# Exercise prompt
Lay out the stretch of the records from the line containing "task: segment the **puppy's ear**" through the end as a numbered list, with both ends included and blank lines dropped. Leave the pictures out of your answer.
------ Records supplied
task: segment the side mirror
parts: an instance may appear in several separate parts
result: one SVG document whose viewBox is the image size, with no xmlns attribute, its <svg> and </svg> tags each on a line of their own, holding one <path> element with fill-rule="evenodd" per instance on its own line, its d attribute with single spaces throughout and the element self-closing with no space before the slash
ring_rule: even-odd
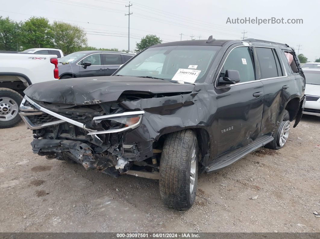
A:
<svg viewBox="0 0 320 239">
<path fill-rule="evenodd" d="M 91 65 L 91 63 L 89 62 L 86 62 L 83 63 L 83 68 L 85 69 L 87 69 L 87 66 L 89 66 Z"/>
<path fill-rule="evenodd" d="M 224 85 L 235 84 L 240 81 L 240 74 L 237 71 L 227 70 L 224 76 L 219 78 L 219 82 Z"/>
</svg>

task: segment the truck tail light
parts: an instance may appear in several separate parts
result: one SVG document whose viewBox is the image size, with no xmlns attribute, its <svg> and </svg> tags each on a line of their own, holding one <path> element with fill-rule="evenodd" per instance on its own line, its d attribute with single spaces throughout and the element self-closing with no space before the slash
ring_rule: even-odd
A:
<svg viewBox="0 0 320 239">
<path fill-rule="evenodd" d="M 59 78 L 59 69 L 58 69 L 58 59 L 56 58 L 52 58 L 50 59 L 50 62 L 54 65 L 53 70 L 53 77 L 55 79 Z"/>
</svg>

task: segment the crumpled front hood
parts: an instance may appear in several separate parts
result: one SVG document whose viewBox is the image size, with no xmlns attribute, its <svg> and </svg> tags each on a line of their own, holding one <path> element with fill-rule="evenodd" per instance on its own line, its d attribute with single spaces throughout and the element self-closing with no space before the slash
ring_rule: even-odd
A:
<svg viewBox="0 0 320 239">
<path fill-rule="evenodd" d="M 54 103 L 90 105 L 116 101 L 126 91 L 154 93 L 187 92 L 195 86 L 133 77 L 102 76 L 60 79 L 32 85 L 23 92 L 30 98 Z"/>
</svg>

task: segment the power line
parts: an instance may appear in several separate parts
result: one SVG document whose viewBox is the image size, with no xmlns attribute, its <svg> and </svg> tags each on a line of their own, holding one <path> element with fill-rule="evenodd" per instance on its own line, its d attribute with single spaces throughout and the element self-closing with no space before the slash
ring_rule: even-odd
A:
<svg viewBox="0 0 320 239">
<path fill-rule="evenodd" d="M 245 37 L 244 36 L 244 34 L 245 33 L 248 33 L 248 32 L 244 32 L 244 30 L 243 30 L 243 32 L 242 32 L 241 33 L 243 33 L 243 37 L 241 37 L 240 38 L 242 38 L 243 40 L 244 40 L 244 38 L 247 38 L 247 37 L 246 37 L 246 36 Z"/>
<path fill-rule="evenodd" d="M 129 5 L 125 5 L 125 7 L 129 7 L 129 11 L 128 14 L 124 14 L 124 16 L 128 15 L 128 51 L 130 52 L 130 15 L 132 14 L 132 12 L 130 13 L 130 7 L 132 6 L 132 4 L 130 4 L 130 1 L 129 1 Z"/>
</svg>

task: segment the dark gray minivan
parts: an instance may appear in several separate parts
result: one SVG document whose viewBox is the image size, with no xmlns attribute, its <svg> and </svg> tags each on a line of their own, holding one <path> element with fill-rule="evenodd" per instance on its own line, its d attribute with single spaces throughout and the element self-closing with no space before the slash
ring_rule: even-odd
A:
<svg viewBox="0 0 320 239">
<path fill-rule="evenodd" d="M 135 55 L 106 51 L 74 52 L 59 59 L 59 78 L 111 76 Z"/>
</svg>

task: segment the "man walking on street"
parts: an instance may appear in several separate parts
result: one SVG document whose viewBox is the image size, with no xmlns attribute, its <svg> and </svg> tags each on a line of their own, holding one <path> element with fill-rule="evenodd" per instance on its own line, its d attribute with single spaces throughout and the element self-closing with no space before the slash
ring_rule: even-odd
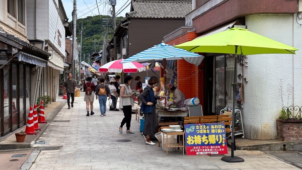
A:
<svg viewBox="0 0 302 170">
<path fill-rule="evenodd" d="M 68 73 L 68 79 L 64 82 L 64 87 L 65 87 L 65 92 L 67 94 L 67 104 L 68 105 L 68 109 L 70 109 L 69 101 L 70 97 L 71 97 L 71 108 L 73 107 L 73 102 L 74 101 L 74 93 L 77 91 L 77 81 L 72 79 L 72 74 L 71 72 Z"/>
</svg>

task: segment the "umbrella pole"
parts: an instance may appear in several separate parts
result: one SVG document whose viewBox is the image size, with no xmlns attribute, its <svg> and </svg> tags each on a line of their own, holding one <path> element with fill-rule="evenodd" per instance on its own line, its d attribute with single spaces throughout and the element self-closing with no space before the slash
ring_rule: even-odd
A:
<svg viewBox="0 0 302 170">
<path fill-rule="evenodd" d="M 234 150 L 235 149 L 235 102 L 236 96 L 236 87 L 237 86 L 237 49 L 238 45 L 235 46 L 235 58 L 234 58 L 234 77 L 233 86 L 233 106 L 232 106 L 232 146 L 231 146 L 231 155 L 225 156 L 221 157 L 221 160 L 227 162 L 244 162 L 244 159 L 241 157 L 234 156 Z"/>
</svg>

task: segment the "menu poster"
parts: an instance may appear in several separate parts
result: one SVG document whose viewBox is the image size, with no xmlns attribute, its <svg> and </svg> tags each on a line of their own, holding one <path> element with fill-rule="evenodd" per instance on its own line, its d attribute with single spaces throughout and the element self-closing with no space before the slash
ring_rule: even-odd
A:
<svg viewBox="0 0 302 170">
<path fill-rule="evenodd" d="M 187 155 L 228 153 L 224 123 L 185 124 L 185 136 Z"/>
</svg>

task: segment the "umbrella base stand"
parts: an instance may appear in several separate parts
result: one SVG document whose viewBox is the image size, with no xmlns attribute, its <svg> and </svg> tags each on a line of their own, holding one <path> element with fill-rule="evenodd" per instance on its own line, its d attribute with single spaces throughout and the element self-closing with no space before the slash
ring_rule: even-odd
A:
<svg viewBox="0 0 302 170">
<path fill-rule="evenodd" d="M 231 156 L 225 156 L 221 157 L 221 160 L 225 161 L 226 162 L 244 162 L 244 159 L 240 157 L 234 156 L 232 157 Z"/>
</svg>

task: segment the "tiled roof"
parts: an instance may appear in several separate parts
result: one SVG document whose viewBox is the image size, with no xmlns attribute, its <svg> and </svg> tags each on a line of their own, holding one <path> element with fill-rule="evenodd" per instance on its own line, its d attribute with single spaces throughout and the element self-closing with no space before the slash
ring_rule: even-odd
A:
<svg viewBox="0 0 302 170">
<path fill-rule="evenodd" d="M 184 18 L 192 11 L 192 0 L 136 0 L 128 17 Z"/>
</svg>

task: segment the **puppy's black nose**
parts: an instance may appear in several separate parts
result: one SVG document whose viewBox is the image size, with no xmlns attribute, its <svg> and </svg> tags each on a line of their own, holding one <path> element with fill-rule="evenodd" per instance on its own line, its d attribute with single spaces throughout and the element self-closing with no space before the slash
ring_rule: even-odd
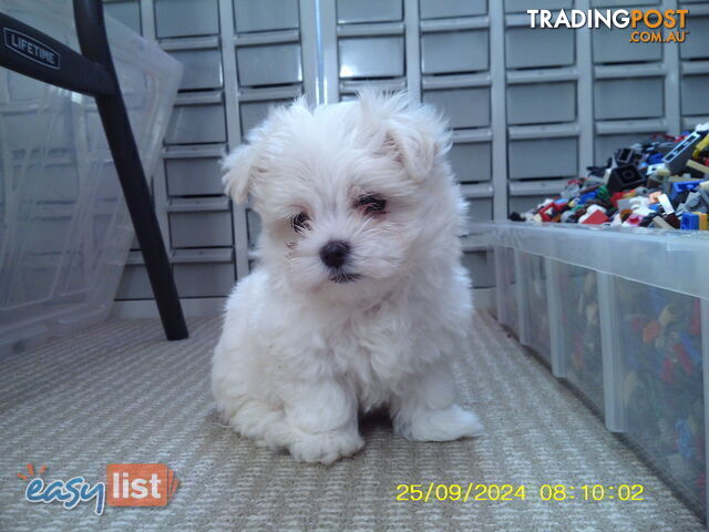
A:
<svg viewBox="0 0 709 532">
<path fill-rule="evenodd" d="M 349 253 L 350 246 L 347 242 L 332 241 L 320 248 L 320 259 L 326 266 L 339 268 L 347 260 Z"/>
</svg>

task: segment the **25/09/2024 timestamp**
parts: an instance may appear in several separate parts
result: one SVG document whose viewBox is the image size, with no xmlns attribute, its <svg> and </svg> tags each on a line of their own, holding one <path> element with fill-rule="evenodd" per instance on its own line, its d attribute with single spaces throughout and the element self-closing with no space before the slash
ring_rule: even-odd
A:
<svg viewBox="0 0 709 532">
<path fill-rule="evenodd" d="M 644 501 L 643 484 L 542 484 L 532 488 L 525 484 L 398 484 L 397 501 L 400 502 L 473 502 L 473 501 L 524 501 L 535 498 L 542 501 Z"/>
</svg>

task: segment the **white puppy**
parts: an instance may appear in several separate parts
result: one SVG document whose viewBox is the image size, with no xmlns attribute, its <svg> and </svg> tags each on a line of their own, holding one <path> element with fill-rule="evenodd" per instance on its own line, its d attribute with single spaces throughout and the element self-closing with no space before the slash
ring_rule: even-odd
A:
<svg viewBox="0 0 709 532">
<path fill-rule="evenodd" d="M 398 434 L 482 432 L 455 402 L 466 352 L 464 203 L 438 115 L 403 94 L 274 110 L 226 156 L 236 202 L 263 221 L 260 264 L 226 304 L 212 383 L 238 433 L 329 463 L 364 444 L 358 412 Z"/>
</svg>

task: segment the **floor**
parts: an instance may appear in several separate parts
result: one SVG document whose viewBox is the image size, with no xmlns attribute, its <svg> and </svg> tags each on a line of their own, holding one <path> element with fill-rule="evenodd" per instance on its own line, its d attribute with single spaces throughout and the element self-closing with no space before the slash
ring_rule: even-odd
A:
<svg viewBox="0 0 709 532">
<path fill-rule="evenodd" d="M 331 467 L 294 462 L 220 426 L 209 397 L 217 319 L 163 340 L 156 320 L 111 320 L 0 362 L 2 531 L 693 531 L 695 518 L 633 452 L 487 315 L 460 366 L 463 402 L 487 432 L 414 443 L 383 419 L 366 449 Z M 65 510 L 24 501 L 25 463 L 45 479 L 103 481 L 109 463 L 167 463 L 181 485 L 167 507 Z M 398 502 L 399 484 L 526 487 L 512 501 Z M 644 501 L 544 502 L 540 487 L 639 483 Z M 475 488 L 472 493 L 475 493 Z M 576 493 L 578 495 L 578 493 Z"/>
</svg>

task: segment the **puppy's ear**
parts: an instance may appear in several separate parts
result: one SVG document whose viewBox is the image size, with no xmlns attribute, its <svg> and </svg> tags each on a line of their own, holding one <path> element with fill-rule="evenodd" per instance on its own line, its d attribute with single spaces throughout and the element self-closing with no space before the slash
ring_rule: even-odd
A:
<svg viewBox="0 0 709 532">
<path fill-rule="evenodd" d="M 381 152 L 398 161 L 415 181 L 423 181 L 433 170 L 438 145 L 431 131 L 422 124 L 390 120 Z"/>
<path fill-rule="evenodd" d="M 222 160 L 222 170 L 226 171 L 222 184 L 225 193 L 237 204 L 246 203 L 254 174 L 254 146 L 242 144 Z"/>
<path fill-rule="evenodd" d="M 405 93 L 363 91 L 360 101 L 366 122 L 378 123 L 380 134 L 383 130 L 378 152 L 398 161 L 413 180 L 424 180 L 450 144 L 441 116 L 432 108 L 412 102 Z"/>
</svg>

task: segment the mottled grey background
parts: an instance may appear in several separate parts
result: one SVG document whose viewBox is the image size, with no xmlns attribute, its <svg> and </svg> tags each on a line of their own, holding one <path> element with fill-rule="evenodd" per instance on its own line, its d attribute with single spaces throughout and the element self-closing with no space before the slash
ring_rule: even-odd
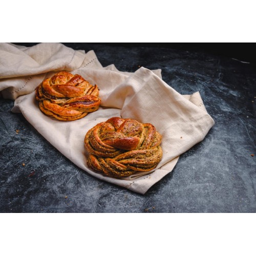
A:
<svg viewBox="0 0 256 256">
<path fill-rule="evenodd" d="M 163 80 L 180 93 L 200 92 L 215 125 L 141 195 L 83 172 L 11 112 L 13 101 L 1 98 L 0 212 L 256 212 L 253 59 L 246 56 L 240 60 L 250 63 L 243 63 L 237 55 L 186 46 L 66 45 L 94 50 L 103 66 L 121 71 L 161 69 Z"/>
</svg>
------------
# Completed task
1. task: segment the **puppy's ear**
2. parts: an instance may appear in several separate parts
3. result: one SVG document whose viewBox is the image size, with no xmlns attribute, its <svg> and </svg> tags each on a line of their own, holding one <path> element with fill-rule="evenodd" per instance on its own line, its d attribute with single spaces throughout and the element self-closing with no space before the slash
4. ring_rule: even-odd
5. A:
6. <svg viewBox="0 0 709 532">
7. <path fill-rule="evenodd" d="M 381 152 L 398 161 L 415 181 L 423 181 L 433 170 L 438 145 L 431 131 L 422 124 L 390 120 Z"/>
8. <path fill-rule="evenodd" d="M 222 160 L 222 170 L 226 171 L 222 184 L 225 193 L 237 204 L 246 203 L 254 174 L 254 146 L 242 144 Z"/>
9. <path fill-rule="evenodd" d="M 405 93 L 363 91 L 360 101 L 366 122 L 378 123 L 380 134 L 383 130 L 378 152 L 398 161 L 413 180 L 424 180 L 450 144 L 441 116 L 432 108 L 412 102 Z"/>
10. </svg>
11. task: segment the mottled grey background
12. parts: an instance may appear in several separate parts
13. result: one SVG document whose viewBox is the image size, with no xmlns attribute, its <svg> and </svg> tags each on a line of their own, holding one <path> element with fill-rule="evenodd" per instance on its own line, its d attribute with single spaces throughout and the element self-closing with no space before the slash
14. ring_rule: even-odd
15. A:
16. <svg viewBox="0 0 256 256">
17. <path fill-rule="evenodd" d="M 163 80 L 180 93 L 200 92 L 215 125 L 141 195 L 83 172 L 11 112 L 13 101 L 1 98 L 0 212 L 256 212 L 253 59 L 246 56 L 240 60 L 250 63 L 243 63 L 237 55 L 186 46 L 66 45 L 94 50 L 103 66 L 121 71 L 161 69 Z"/>
18. </svg>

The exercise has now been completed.